• GIVEN TASK 1: Reproduce, word for word, the portion of the canary deployment transcript that opens with the words containing "And right now, I" and closes with "summary page?".

• EXCERPT PROVIDED:
════════
You can say, I just deployed a canary. I let it run for, keep an eye on my canary and only let it in there or tell me how the canary is comparing itself with my current production.
And right now, I understand it's a config file, just a JSON format
that you're using
to define the metrics,
but how are the results
being then
displayed to the end user?
Am I going to a dashboard?
Is it part of my CICD
summary page?
How am I seeing the results?
Yeah,
in my case,
and it would be great
if you actually volunteer
to put it for TFS.
So I have two implementations,
one for
one of your competitors they start with an a and with ws i know and there i put the i put the
results in a dynamo db table and then i have a little dashboard on top but also with links back
to the dynatrace dashboards if you want to have all the details behind the metrics and then i
also just built the same thing for Jenkins
where the results will just be a build artifact in Jenkins.
Nice.
No, yeah, we need to talk about that when I'm there for Dev1
because I would like to actually see that.
And, yeah, that's really cool.
That's like to the point where we need to make sure that that works inside of VSTS
because that is just,
has my brain running right now
of all the cool stuff.
And we have,
we actually have
what we call delivery gates
built inside of our
release management product.
And they can be custom gates
that literally will run
for as long as you tell them to run,
validating whatever you tell them
to validate.
And if and only if this stays true,
will it then say,
okay, it's safe to go
to the next environment. Because we deploy, we use safe deployment for release management.
════════
(Excerpts from a point-labeling dataset)
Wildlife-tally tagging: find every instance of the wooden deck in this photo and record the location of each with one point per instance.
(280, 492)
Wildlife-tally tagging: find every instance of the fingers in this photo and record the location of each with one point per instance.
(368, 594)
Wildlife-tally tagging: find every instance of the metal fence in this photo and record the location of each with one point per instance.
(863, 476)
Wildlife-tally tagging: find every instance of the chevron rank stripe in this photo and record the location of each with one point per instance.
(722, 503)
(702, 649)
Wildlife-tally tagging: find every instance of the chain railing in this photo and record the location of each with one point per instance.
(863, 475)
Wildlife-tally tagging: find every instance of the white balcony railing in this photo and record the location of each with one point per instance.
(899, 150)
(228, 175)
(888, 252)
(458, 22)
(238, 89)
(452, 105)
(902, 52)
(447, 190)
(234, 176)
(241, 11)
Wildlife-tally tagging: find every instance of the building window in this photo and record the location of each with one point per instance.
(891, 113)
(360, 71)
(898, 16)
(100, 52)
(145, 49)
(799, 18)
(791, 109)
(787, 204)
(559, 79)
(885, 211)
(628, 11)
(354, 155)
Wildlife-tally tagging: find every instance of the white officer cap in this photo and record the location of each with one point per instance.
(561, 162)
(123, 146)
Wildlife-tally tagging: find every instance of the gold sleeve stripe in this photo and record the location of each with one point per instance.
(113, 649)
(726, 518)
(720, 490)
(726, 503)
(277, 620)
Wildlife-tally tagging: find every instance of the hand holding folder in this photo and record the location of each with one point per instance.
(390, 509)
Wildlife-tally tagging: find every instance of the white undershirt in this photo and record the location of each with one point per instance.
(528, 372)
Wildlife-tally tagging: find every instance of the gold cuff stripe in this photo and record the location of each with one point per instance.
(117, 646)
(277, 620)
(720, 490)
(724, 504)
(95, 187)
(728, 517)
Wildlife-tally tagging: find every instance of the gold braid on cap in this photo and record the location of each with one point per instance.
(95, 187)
════════
• GIVEN TASK 2: Recast the entries from the line containing "Wildlife-tally tagging: find every instance of the gold cuff" through the end of the entries as a two-column CSV with the columns instruction and points. Give one row per entry, with each value in a single quoted field and line breaks replaced by spaces.

• EXERCISE ANSWER 1:
And right now, I understand it's a config file, just a JSON format
that you're using
to define the metrics,
but how are the results
being then
displayed to the end user?
Am I going to a dashboard?
Is it part of my CICD
summary page?

• EXERCISE ANSWER 2:
instruction,points
"Wildlife-tally tagging: find every instance of the gold cuff stripe in this photo and record the location of each with one point per instance.","(117, 646) (277, 620) (720, 490) (724, 504) (95, 187) (728, 517)"
"Wildlife-tally tagging: find every instance of the gold braid on cap in this photo and record the location of each with one point per instance.","(95, 187)"